** Exercise input follows **

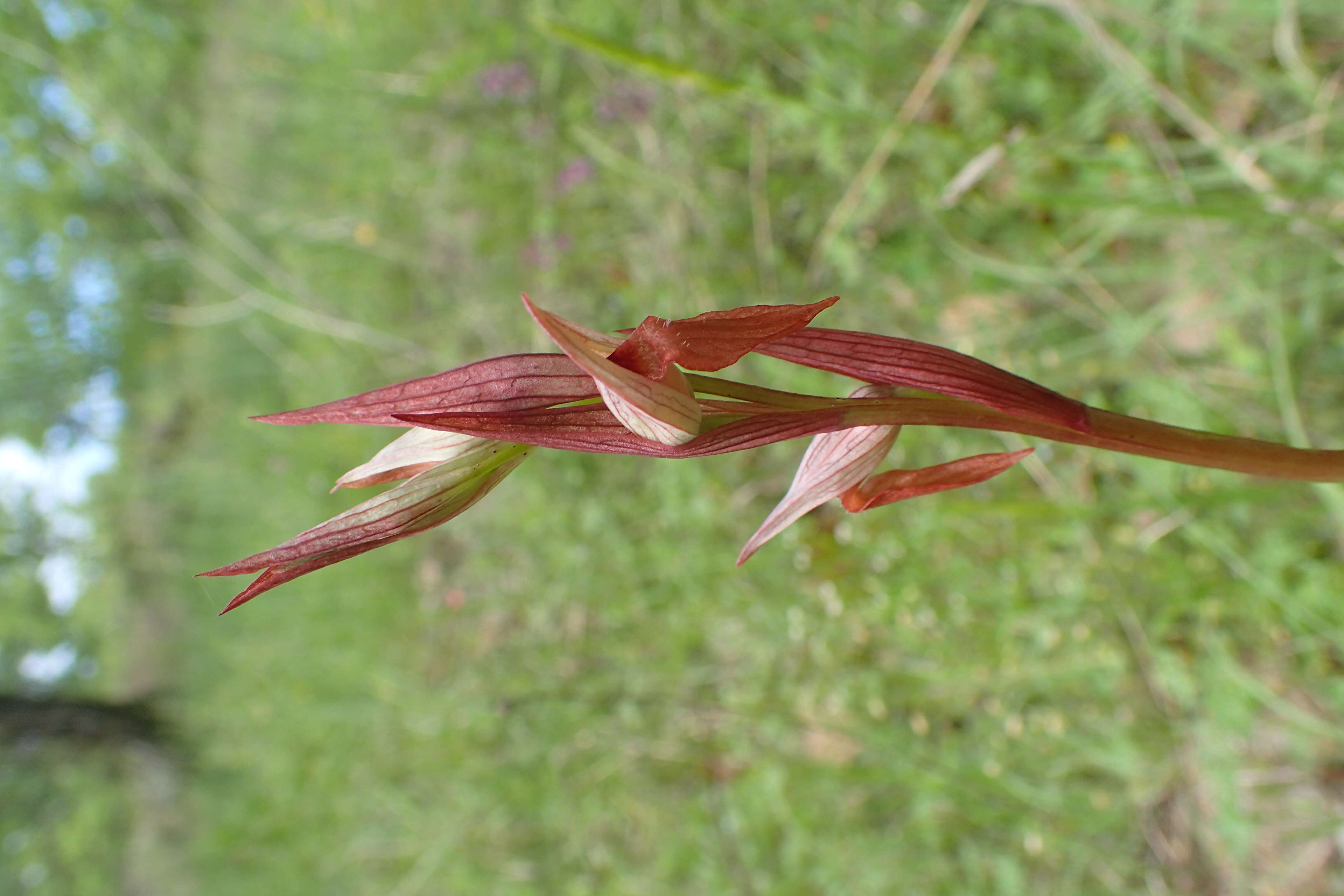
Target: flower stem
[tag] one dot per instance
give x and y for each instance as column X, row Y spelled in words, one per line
column 1109, row 430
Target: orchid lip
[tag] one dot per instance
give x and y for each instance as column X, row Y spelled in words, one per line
column 478, row 422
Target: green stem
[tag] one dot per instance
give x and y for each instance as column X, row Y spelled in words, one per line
column 1111, row 432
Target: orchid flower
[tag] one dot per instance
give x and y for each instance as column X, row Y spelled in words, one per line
column 632, row 394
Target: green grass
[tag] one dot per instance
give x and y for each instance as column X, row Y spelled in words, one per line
column 1097, row 673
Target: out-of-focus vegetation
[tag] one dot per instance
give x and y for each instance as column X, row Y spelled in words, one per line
column 1097, row 673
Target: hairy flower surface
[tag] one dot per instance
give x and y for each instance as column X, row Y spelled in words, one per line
column 474, row 425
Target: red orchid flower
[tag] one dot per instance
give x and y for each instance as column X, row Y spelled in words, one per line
column 475, row 425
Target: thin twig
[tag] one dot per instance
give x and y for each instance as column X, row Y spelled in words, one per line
column 910, row 109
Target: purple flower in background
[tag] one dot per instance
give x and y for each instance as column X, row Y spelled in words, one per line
column 506, row 80
column 574, row 174
column 627, row 101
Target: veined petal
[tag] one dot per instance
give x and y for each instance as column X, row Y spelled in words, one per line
column 832, row 464
column 713, row 340
column 510, row 383
column 428, row 500
column 902, row 362
column 410, row 455
column 662, row 412
column 593, row 428
column 898, row 485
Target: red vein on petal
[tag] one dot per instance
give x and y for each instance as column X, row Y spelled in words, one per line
column 279, row 574
column 509, row 383
column 902, row 362
column 832, row 464
column 420, row 504
column 898, row 485
column 713, row 340
column 660, row 412
column 595, row 429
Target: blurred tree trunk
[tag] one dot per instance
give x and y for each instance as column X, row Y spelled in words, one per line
column 93, row 722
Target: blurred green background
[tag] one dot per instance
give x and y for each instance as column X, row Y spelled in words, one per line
column 1093, row 675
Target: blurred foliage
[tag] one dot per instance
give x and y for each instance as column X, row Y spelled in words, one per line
column 1099, row 673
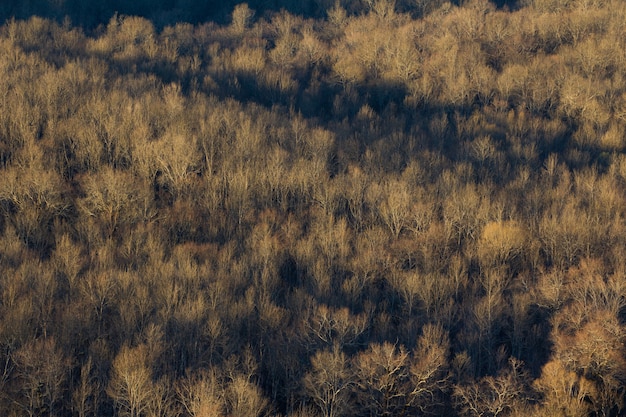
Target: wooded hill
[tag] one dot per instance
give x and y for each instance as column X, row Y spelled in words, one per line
column 368, row 209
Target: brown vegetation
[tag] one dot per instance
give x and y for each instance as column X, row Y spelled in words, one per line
column 401, row 208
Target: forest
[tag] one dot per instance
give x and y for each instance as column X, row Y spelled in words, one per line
column 347, row 208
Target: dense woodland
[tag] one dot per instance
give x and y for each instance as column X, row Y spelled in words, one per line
column 359, row 209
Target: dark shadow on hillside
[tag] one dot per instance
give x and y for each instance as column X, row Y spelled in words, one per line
column 90, row 14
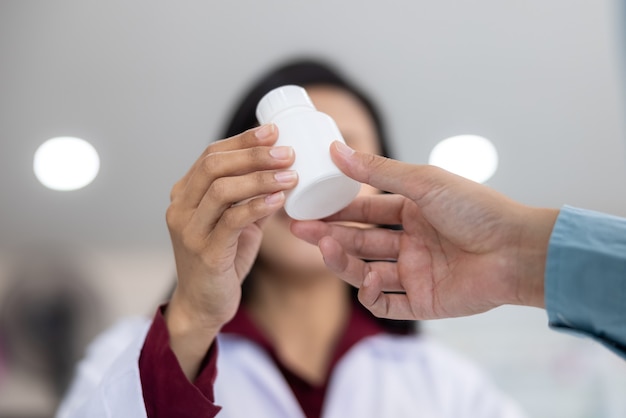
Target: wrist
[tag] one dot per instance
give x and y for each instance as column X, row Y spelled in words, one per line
column 190, row 337
column 531, row 258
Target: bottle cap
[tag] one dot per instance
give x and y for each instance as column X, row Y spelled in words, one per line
column 280, row 99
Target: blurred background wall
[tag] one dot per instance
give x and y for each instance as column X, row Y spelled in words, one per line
column 148, row 83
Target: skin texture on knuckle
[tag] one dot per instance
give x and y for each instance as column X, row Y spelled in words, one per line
column 219, row 190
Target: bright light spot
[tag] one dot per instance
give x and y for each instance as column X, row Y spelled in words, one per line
column 470, row 156
column 66, row 163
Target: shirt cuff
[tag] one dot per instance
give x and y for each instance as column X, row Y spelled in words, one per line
column 166, row 390
column 584, row 285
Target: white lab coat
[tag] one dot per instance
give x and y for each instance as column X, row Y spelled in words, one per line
column 381, row 376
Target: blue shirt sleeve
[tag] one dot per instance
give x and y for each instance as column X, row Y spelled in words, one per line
column 585, row 282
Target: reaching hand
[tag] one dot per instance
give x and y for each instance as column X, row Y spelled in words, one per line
column 463, row 247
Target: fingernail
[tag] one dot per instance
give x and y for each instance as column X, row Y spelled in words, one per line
column 264, row 131
column 274, row 198
column 281, row 153
column 343, row 149
column 287, row 176
column 368, row 279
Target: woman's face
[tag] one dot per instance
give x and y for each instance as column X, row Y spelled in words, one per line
column 280, row 250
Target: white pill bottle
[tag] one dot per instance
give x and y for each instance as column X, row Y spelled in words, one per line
column 322, row 188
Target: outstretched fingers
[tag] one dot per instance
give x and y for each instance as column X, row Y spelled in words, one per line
column 381, row 304
column 354, row 270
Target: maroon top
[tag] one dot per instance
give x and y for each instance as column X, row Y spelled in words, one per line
column 167, row 392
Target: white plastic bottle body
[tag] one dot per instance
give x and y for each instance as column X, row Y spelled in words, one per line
column 322, row 188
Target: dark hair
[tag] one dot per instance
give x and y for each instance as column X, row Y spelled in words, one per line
column 308, row 72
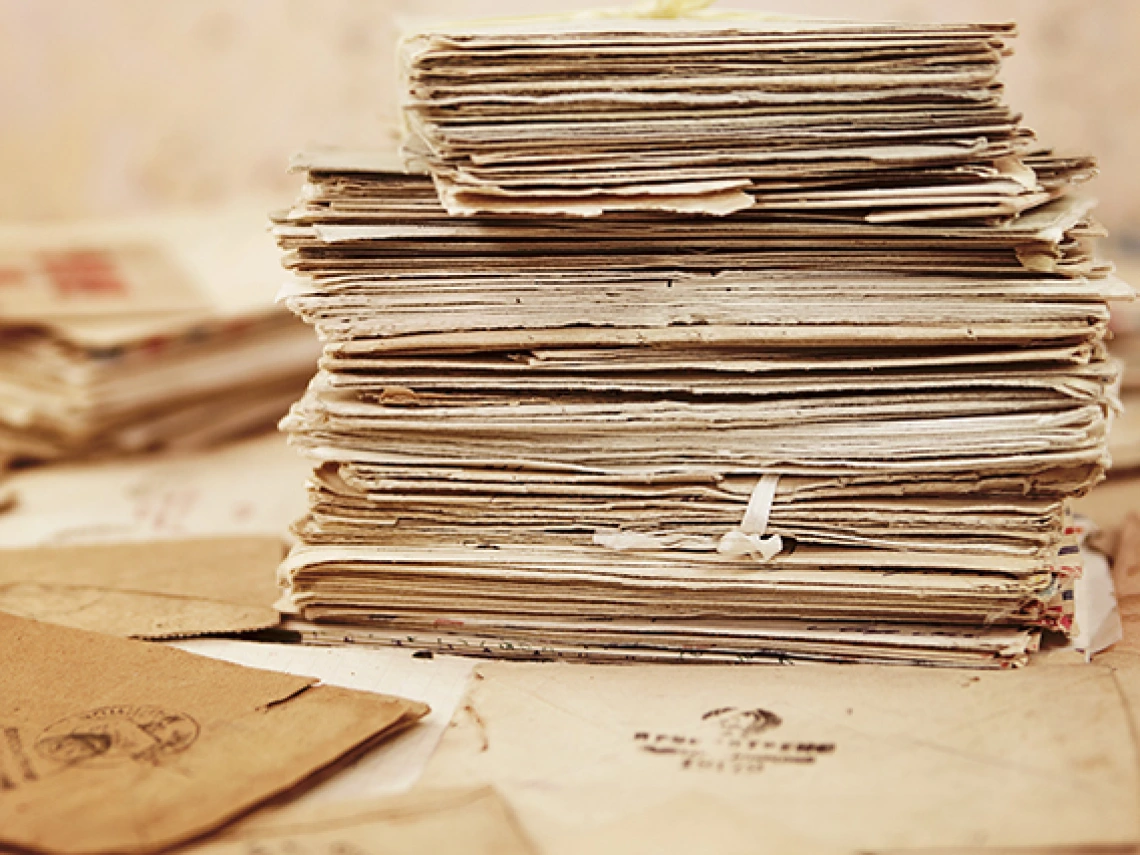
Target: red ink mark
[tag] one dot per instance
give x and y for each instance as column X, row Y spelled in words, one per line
column 83, row 273
column 11, row 277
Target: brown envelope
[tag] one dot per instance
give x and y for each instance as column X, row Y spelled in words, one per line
column 149, row 589
column 113, row 746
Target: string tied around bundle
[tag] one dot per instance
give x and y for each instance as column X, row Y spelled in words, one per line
column 749, row 539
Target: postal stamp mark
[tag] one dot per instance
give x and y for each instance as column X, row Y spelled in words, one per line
column 111, row 735
column 733, row 740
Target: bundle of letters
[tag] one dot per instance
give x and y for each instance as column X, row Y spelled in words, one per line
column 129, row 335
column 714, row 339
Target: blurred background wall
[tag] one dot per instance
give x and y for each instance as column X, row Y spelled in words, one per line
column 123, row 106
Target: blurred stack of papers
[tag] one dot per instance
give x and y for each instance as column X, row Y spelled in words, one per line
column 129, row 335
column 843, row 430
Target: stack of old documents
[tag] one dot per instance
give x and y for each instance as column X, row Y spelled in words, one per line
column 130, row 335
column 840, row 420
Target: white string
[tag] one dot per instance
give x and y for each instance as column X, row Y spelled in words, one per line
column 749, row 538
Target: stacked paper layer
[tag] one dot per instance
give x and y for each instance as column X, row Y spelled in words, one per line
column 817, row 430
column 130, row 335
column 718, row 113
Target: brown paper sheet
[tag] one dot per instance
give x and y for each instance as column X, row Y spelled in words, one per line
column 849, row 757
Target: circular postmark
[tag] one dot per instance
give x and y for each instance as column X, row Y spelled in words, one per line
column 742, row 723
column 111, row 735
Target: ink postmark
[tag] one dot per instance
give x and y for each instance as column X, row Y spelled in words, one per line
column 113, row 735
column 733, row 740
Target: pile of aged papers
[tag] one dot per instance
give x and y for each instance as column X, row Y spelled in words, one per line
column 119, row 336
column 755, row 340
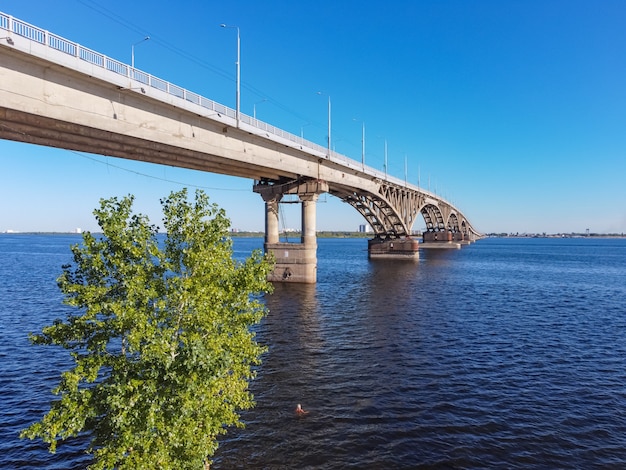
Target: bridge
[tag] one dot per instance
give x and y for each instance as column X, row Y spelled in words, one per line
column 57, row 93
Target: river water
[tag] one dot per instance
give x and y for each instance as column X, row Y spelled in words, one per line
column 508, row 353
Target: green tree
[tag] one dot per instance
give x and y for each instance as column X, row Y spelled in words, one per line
column 162, row 346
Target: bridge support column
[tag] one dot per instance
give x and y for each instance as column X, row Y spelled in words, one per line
column 396, row 248
column 440, row 239
column 271, row 220
column 295, row 262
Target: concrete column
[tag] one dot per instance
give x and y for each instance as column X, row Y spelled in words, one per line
column 309, row 220
column 271, row 221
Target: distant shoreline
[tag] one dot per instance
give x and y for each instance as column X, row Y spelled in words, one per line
column 348, row 234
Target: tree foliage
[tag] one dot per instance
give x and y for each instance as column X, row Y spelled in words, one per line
column 162, row 347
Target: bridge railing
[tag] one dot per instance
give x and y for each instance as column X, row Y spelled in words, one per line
column 58, row 43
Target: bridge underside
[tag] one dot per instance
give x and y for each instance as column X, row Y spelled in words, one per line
column 49, row 98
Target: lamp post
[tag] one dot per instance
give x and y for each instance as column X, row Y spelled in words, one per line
column 329, row 122
column 237, row 97
column 385, row 158
column 132, row 53
column 254, row 106
column 362, row 143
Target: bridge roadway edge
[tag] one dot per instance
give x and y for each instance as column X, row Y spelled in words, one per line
column 101, row 112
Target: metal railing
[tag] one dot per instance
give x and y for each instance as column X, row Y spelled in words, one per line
column 41, row 36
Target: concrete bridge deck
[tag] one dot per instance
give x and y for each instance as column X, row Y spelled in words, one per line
column 57, row 93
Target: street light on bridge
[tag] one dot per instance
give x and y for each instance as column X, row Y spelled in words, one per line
column 362, row 143
column 329, row 124
column 132, row 53
column 254, row 107
column 237, row 93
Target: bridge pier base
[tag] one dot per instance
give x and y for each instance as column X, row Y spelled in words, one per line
column 379, row 248
column 295, row 262
column 441, row 239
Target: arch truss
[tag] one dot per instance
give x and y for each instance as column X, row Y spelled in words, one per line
column 391, row 211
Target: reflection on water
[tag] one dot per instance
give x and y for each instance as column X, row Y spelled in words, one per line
column 504, row 354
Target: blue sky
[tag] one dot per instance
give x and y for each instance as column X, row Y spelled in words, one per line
column 513, row 110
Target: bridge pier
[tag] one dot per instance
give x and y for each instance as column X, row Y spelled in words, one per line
column 393, row 248
column 441, row 239
column 295, row 262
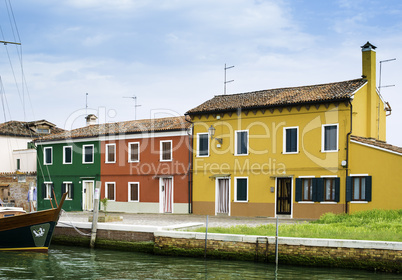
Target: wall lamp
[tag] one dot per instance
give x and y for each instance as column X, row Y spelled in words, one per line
column 211, row 132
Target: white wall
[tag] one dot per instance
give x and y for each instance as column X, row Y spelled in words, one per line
column 8, row 162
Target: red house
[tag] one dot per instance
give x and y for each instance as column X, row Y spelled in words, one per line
column 145, row 166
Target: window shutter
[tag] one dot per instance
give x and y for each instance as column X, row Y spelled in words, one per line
column 318, row 189
column 368, row 188
column 72, row 191
column 337, row 189
column 298, row 189
column 348, row 189
column 43, row 190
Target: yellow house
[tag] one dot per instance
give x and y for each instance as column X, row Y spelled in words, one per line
column 296, row 152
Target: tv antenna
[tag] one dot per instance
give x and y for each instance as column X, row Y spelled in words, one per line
column 225, row 81
column 135, row 105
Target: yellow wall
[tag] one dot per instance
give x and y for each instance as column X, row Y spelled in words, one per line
column 266, row 159
column 385, row 169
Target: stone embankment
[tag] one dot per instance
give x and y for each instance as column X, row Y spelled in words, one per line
column 167, row 240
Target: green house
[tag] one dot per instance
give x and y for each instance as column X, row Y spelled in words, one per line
column 70, row 164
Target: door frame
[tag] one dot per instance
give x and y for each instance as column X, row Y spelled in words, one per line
column 276, row 195
column 161, row 194
column 84, row 194
column 217, row 193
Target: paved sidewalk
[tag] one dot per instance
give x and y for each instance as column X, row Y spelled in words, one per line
column 175, row 220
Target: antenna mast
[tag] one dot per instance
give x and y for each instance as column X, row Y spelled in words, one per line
column 224, row 81
column 135, row 105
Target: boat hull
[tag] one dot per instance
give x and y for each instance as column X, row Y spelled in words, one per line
column 29, row 232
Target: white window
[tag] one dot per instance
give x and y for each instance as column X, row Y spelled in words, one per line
column 329, row 138
column 133, row 152
column 88, row 154
column 241, row 189
column 241, row 142
column 166, row 150
column 68, row 187
column 134, row 191
column 47, row 191
column 110, row 190
column 67, row 155
column 47, row 155
column 110, row 153
column 202, row 144
column 291, row 140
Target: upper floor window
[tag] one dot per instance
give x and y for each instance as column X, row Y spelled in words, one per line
column 110, row 153
column 241, row 142
column 166, row 150
column 290, row 140
column 202, row 144
column 48, row 155
column 330, row 137
column 241, row 189
column 67, row 155
column 134, row 152
column 88, row 154
column 110, row 190
column 358, row 188
column 69, row 188
column 134, row 191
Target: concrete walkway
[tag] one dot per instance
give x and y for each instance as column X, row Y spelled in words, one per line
column 176, row 221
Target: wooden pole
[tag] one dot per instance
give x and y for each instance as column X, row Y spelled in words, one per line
column 95, row 213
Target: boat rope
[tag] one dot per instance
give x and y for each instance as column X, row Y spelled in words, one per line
column 63, row 212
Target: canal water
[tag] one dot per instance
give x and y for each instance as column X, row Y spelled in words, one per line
column 82, row 263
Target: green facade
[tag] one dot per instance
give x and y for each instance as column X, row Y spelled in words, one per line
column 58, row 172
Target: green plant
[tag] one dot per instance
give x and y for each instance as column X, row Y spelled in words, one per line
column 104, row 204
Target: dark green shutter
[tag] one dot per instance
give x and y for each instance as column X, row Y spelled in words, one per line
column 337, row 189
column 318, row 189
column 368, row 188
column 298, row 189
column 241, row 189
column 72, row 191
column 43, row 190
column 348, row 188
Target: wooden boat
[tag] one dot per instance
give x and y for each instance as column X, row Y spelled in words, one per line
column 28, row 231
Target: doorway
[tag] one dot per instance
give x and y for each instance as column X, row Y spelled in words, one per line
column 283, row 196
column 222, row 196
column 87, row 195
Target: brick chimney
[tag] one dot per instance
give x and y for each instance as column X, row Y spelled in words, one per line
column 369, row 73
column 91, row 119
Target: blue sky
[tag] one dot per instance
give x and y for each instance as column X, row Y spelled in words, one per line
column 171, row 54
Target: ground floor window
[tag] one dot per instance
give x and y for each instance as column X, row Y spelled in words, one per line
column 110, row 190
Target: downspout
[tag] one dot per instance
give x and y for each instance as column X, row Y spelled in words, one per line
column 190, row 167
column 347, row 154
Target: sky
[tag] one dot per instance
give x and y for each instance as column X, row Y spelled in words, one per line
column 93, row 56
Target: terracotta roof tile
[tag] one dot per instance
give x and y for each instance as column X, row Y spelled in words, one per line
column 25, row 129
column 280, row 97
column 127, row 127
column 377, row 143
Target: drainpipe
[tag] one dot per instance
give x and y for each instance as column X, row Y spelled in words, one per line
column 347, row 154
column 190, row 167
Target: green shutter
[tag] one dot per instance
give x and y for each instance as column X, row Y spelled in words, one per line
column 298, row 189
column 348, row 189
column 337, row 189
column 368, row 188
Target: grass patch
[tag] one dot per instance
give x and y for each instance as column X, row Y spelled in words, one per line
column 380, row 225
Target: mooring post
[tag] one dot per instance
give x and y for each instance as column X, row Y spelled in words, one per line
column 95, row 214
column 206, row 239
column 276, row 243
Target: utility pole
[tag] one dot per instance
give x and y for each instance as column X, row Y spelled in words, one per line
column 225, row 81
column 135, row 105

** End of Exercise input **

▸ **Exercise**
Report how many lines of the entries above contain the word "string", giving the number by itself.

▸ **Task answer**
2